▶ _Directions_
Rewrite the data below, changing every "Query" to "Target" and leaving everything else as it is.

######

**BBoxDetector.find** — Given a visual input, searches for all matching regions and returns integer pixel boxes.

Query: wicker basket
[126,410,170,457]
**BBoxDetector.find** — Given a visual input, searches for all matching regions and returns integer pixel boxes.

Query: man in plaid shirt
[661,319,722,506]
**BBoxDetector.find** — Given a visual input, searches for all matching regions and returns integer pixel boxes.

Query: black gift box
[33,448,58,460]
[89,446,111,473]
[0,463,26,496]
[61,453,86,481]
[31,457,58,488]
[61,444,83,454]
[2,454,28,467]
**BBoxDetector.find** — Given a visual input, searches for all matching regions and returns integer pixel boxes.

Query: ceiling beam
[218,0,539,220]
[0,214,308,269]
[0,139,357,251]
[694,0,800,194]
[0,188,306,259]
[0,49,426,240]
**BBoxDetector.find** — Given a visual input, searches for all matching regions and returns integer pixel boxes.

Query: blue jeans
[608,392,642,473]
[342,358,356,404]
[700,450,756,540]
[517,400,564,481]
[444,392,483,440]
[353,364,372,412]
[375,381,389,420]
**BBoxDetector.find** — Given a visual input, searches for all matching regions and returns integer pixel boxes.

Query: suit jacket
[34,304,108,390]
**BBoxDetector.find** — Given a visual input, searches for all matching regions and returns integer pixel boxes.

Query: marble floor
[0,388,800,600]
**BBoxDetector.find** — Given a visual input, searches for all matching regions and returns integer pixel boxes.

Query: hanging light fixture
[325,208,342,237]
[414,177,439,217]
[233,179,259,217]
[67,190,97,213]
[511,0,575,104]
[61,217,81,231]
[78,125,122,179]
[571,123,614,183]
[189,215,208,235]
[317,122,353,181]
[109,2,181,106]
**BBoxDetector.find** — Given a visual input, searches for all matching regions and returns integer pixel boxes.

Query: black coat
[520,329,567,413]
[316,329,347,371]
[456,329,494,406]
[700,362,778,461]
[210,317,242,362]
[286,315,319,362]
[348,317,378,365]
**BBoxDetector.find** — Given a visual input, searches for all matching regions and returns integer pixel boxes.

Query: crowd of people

######

▶ _Right answer_
**BBoxDetector.find** — Given a visual input, searches for all matching regions and returns integer pixel boxes.

Target: wicker basket
[126,410,170,457]
**BBoxDetector.find** — Given a visual input, searches for all matching regions and returns integer pixel boxes.

Target: man in plaid shirt
[661,319,722,506]
**BBoxDetector.find** — Given a visual input, searches for all matching regions and returns integer pixel boxes.

Target: black gift box
[33,448,58,460]
[89,446,111,473]
[0,463,26,496]
[61,453,86,481]
[31,457,58,488]
[61,444,83,454]
[2,454,28,467]
**BBoxDetector.find** — Given a visual input, searches for all matching regions and returns integer pixel boxes.

Target: ceiling beam
[218,0,539,220]
[0,214,308,269]
[0,139,357,251]
[694,0,800,194]
[0,188,306,259]
[0,49,426,240]
**BBoxDetector.find** — Given a visual input, searches for all matching regions and returns integer pixel boxes.

Target: blue jeans
[608,392,642,473]
[342,358,356,404]
[700,450,756,540]
[517,400,564,481]
[444,392,483,440]
[353,364,372,412]
[375,381,389,420]
**BBoxDetector.find** — Given a visual input, searches for all matching regions and returns integer pixel boxes.

Target: suit jacket
[34,304,108,390]
**BBoxDetector.find** — Given a visual input, searches for all matching regions and returns integer pixel boxes.

Target: marble floor
[0,388,800,600]
**BBoxDetector.find** — Given a visual input, searches for all matching regions and returns integer pixel boxes.

Target: hanging light fixture
[325,208,342,237]
[414,177,439,217]
[233,179,259,217]
[67,190,97,213]
[511,0,575,104]
[61,217,81,231]
[78,125,122,179]
[571,123,614,183]
[189,215,208,235]
[317,122,353,181]
[109,2,181,106]
**BBoxDetector.find** — Given a visual input, searches for all matching regions and returns integer pixel boxes.

Target: black coat
[520,329,567,413]
[316,329,347,371]
[456,329,494,406]
[700,362,778,461]
[210,317,242,362]
[286,315,319,362]
[348,317,378,365]
**BBoxDetector.find** — Given a visual input, searches for all matching regions and returns integer pixel boxes.

Target: crowd of people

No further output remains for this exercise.